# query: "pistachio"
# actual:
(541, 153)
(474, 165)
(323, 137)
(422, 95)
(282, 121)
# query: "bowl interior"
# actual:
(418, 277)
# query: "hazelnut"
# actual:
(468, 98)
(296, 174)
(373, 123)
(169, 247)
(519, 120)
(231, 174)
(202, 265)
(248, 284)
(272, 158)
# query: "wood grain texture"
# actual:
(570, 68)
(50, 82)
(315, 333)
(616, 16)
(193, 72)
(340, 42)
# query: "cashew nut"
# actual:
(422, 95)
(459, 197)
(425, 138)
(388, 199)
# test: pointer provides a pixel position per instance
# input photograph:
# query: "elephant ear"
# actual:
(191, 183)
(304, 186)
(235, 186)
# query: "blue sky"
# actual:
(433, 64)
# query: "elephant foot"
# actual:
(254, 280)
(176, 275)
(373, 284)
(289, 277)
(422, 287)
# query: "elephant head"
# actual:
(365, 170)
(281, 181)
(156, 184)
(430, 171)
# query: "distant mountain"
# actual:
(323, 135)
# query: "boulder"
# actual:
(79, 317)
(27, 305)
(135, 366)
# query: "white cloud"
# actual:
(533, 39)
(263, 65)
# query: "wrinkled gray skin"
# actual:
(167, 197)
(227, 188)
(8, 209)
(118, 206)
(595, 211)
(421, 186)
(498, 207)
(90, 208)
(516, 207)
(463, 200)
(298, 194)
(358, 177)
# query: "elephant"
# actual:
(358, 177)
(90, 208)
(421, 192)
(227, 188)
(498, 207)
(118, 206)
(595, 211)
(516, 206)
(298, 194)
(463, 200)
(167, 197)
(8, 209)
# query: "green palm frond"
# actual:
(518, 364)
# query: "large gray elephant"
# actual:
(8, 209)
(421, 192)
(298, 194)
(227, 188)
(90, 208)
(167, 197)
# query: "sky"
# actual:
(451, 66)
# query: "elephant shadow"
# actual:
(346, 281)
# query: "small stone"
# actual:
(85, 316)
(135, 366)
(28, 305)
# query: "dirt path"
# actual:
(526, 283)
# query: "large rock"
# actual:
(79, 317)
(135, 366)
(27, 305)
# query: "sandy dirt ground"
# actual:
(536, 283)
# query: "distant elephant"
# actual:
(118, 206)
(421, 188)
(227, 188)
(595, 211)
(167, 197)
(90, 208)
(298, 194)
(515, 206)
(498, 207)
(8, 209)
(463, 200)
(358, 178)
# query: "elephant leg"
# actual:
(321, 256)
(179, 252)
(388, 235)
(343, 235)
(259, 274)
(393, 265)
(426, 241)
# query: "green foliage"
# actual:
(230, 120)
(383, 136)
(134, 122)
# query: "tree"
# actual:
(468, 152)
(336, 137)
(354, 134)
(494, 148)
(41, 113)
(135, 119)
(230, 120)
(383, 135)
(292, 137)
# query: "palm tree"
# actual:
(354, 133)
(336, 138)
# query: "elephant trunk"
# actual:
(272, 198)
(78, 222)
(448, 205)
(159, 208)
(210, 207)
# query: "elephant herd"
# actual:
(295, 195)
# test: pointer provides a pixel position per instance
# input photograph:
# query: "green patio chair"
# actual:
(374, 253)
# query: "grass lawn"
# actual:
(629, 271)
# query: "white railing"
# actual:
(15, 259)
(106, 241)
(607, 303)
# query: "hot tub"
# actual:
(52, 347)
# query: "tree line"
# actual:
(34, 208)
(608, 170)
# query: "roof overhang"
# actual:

# # # # # # #

→ **Stated exercise**: Gather every line in the items above that contains the string "tree", and copy each of those lines in full. The match is case-sensitive.

→ **Output for this task**:
# query: "tree"
# query: "palm tree"
# query: "tree line"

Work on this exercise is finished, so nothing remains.